*** Opening of Dataset records ***
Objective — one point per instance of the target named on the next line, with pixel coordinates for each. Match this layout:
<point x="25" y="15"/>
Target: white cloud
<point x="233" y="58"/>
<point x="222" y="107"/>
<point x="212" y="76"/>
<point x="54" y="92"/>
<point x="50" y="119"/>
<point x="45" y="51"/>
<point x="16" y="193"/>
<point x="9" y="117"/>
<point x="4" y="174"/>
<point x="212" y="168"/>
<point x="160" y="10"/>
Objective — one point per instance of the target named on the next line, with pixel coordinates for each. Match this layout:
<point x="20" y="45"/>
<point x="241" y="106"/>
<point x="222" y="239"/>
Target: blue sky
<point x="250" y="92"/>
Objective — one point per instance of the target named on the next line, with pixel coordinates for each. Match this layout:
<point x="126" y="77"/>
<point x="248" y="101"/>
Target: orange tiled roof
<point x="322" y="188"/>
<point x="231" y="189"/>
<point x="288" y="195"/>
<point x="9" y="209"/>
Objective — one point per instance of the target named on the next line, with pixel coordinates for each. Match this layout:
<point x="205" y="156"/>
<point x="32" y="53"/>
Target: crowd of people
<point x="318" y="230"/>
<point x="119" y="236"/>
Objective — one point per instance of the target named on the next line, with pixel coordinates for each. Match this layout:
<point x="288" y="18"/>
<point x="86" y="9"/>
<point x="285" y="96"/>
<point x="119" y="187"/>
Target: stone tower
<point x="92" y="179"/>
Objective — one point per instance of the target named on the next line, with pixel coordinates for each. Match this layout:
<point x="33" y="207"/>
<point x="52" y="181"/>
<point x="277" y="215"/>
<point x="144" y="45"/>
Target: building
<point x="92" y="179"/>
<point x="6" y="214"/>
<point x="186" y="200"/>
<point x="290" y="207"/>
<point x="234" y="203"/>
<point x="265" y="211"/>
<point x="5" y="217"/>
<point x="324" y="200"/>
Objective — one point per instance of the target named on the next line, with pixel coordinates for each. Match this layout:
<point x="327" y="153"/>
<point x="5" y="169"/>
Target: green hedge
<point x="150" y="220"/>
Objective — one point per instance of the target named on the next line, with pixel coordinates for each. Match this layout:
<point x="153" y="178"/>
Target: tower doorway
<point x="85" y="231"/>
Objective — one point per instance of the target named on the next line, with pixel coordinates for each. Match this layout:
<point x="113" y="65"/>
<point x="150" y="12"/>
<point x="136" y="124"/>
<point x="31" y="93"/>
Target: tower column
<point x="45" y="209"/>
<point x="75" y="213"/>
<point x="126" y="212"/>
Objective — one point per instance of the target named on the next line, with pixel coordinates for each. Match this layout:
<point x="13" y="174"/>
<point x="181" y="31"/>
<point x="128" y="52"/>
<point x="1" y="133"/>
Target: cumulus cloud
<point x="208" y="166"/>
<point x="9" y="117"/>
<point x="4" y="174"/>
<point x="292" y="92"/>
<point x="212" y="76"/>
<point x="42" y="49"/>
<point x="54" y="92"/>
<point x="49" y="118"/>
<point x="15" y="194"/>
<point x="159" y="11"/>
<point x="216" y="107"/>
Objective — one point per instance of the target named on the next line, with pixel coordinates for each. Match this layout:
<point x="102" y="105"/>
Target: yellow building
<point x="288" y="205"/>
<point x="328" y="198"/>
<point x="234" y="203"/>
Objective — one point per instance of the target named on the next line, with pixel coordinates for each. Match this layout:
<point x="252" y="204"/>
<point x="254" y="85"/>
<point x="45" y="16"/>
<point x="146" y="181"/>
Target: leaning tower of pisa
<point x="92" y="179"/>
*** Close of Dataset records ***
◆ What is needed ◆
Each record is to be transcribed exactly and in full.

◆ Answer for the task ◆
Objective — one point per instance of the target named on the next line, with pixel coordinates for each. Match this layout:
<point x="25" y="15"/>
Target: white cloud
<point x="233" y="58"/>
<point x="222" y="107"/>
<point x="212" y="76"/>
<point x="54" y="92"/>
<point x="50" y="119"/>
<point x="45" y="51"/>
<point x="16" y="193"/>
<point x="9" y="117"/>
<point x="4" y="174"/>
<point x="212" y="168"/>
<point x="160" y="10"/>
Objective — one point per instance of the target named on the next line, with pixel coordinates for each. Match this layout:
<point x="20" y="45"/>
<point x="241" y="106"/>
<point x="222" y="239"/>
Target: blue sky
<point x="250" y="92"/>
Objective — one point per instance of the target named on the next line, with pixel coordinates for each. Match this layout:
<point x="126" y="77"/>
<point x="248" y="101"/>
Target: orange tiled roof
<point x="322" y="188"/>
<point x="231" y="189"/>
<point x="288" y="195"/>
<point x="9" y="209"/>
Objective — one point per instance of the target named on the next line, with pixel coordinates for each. Match this layout:
<point x="205" y="156"/>
<point x="32" y="53"/>
Target: crowd of people
<point x="318" y="230"/>
<point x="119" y="236"/>
Objective — one point per instance of the target named on the next line, with pixel coordinates for each. Match this layout:
<point x="288" y="18"/>
<point x="86" y="9"/>
<point x="285" y="96"/>
<point x="119" y="187"/>
Target: stone tower
<point x="92" y="179"/>
Objective — one point per instance of the target named on the next line, with pixel coordinates for each. Match this layout:
<point x="33" y="207"/>
<point x="52" y="181"/>
<point x="277" y="215"/>
<point x="144" y="45"/>
Target: building
<point x="92" y="179"/>
<point x="6" y="214"/>
<point x="186" y="200"/>
<point x="290" y="207"/>
<point x="234" y="203"/>
<point x="265" y="211"/>
<point x="5" y="217"/>
<point x="324" y="200"/>
Objective — one point per instance of the target named on the next line, with pixel coordinates for each. Match this layout:
<point x="327" y="153"/>
<point x="5" y="169"/>
Target: green hedge
<point x="150" y="220"/>
Objective — one point per instance of the target named on the next line, with pixel coordinates for each. Match this layout:
<point x="153" y="178"/>
Target: tower doorway
<point x="85" y="231"/>
Objective — one point per instance of the target named on the next line, with pixel coordinates for each. Match this layout:
<point x="113" y="65"/>
<point x="150" y="12"/>
<point x="136" y="124"/>
<point x="31" y="93"/>
Target: tower column
<point x="45" y="209"/>
<point x="75" y="213"/>
<point x="126" y="212"/>
Objective — one point per instance of the target named on the next line, with pixel coordinates for each. Match this layout:
<point x="13" y="174"/>
<point x="181" y="31"/>
<point x="128" y="52"/>
<point x="1" y="133"/>
Target: cumulus cloud
<point x="208" y="166"/>
<point x="9" y="117"/>
<point x="4" y="174"/>
<point x="292" y="92"/>
<point x="212" y="76"/>
<point x="42" y="49"/>
<point x="54" y="92"/>
<point x="49" y="118"/>
<point x="15" y="194"/>
<point x="159" y="11"/>
<point x="216" y="107"/>
Objective — one point per instance of the target named on the next line, with pixel coordinates for each. Match this layout:
<point x="102" y="105"/>
Target: yellow building
<point x="288" y="205"/>
<point x="328" y="198"/>
<point x="234" y="203"/>
Objective — one point per instance of the target named on the next line, with pixel coordinates for each. Match this layout:
<point x="252" y="204"/>
<point x="254" y="85"/>
<point x="45" y="16"/>
<point x="146" y="181"/>
Target: leaning tower of pisa
<point x="92" y="179"/>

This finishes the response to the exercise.